**Goal of the exercise**
Write out each entry again. Keep every word exactly as it is.

**Data for the task**
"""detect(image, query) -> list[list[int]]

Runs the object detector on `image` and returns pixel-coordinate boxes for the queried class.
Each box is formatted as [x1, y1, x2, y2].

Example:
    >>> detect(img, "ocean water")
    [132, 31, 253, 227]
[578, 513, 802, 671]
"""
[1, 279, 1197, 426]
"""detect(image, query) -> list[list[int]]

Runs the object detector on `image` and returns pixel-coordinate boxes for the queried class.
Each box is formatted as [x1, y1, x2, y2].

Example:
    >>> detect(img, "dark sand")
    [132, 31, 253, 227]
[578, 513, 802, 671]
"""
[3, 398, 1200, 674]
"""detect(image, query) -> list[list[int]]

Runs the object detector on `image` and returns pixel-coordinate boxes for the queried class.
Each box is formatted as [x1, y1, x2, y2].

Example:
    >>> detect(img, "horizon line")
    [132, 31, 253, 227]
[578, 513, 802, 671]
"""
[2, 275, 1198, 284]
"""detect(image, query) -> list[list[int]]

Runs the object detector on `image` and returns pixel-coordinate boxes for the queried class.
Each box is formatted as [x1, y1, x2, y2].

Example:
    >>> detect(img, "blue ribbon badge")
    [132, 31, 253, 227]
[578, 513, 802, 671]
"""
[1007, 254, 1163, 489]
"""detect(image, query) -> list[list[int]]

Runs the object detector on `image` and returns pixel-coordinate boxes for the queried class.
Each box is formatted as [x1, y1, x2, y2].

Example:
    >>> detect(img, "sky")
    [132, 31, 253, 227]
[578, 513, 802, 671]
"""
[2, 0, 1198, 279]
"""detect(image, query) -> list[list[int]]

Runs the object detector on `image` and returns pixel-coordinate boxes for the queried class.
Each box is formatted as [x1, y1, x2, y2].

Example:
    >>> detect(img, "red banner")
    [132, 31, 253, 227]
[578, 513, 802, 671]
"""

**Response box**
"""detect(image, query) -> list[list[int]]

Runs the object detector on `image` and returns pixel-coordinate boxes for the queried class.
Each box is formatted as [x1, y1, x2, y2].

Example:
    >>> detect(img, "ocean water")
    [132, 31, 253, 227]
[578, 513, 802, 671]
"""
[1, 279, 1197, 426]
"""detect(image, query) -> list[list[int]]

Runs the object detector on `image` and returns pixel-coordinate boxes for the queried class.
Each box is formatted as [x1, y1, x2, y2].

Example:
    >>> detect(img, "dark sand")
    [132, 31, 253, 227]
[578, 513, 802, 671]
"""
[3, 398, 1200, 674]
"""detect(image, query) -> list[list[int]]

Runs the object detector on `image` and returns pixel-coordinate boxes for the queried class.
Each box is formatted as [x1, y1, x2, y2].

Example:
    >>> detect(img, "horizon line")
    [132, 31, 253, 227]
[578, 513, 802, 671]
"""
[2, 275, 1198, 284]
"""detect(image, query) -> list[list[int]]

Runs the object detector on `image` and returns pixel-coordinate boxes for the queried class.
Each box is formatted as [x1, y1, x2, y2].

Example:
    >>> detect(img, "blue ribbon badge")
    [132, 31, 253, 227]
[578, 513, 802, 671]
"""
[1007, 254, 1163, 489]
"""detect(image, query) -> list[list[int]]

Runs the object detector on `image` and returns pixel-coordinate boxes for the queried class.
Each box is formatted as [x1, y1, x2, y2].

Example:
    >>> detect(img, "sky")
    [132, 31, 253, 227]
[578, 513, 802, 671]
"""
[2, 0, 1198, 279]
"""detect(image, query) -> list[list[int]]

Runs the object detector on `image` and returns pixel-coordinate boxes for the queried class.
Each box is formatted as [x1, y1, x2, y2].

Example:
    >>> detect(img, "red banner")
    [132, 31, 253, 227]
[578, 513, 802, 671]
"""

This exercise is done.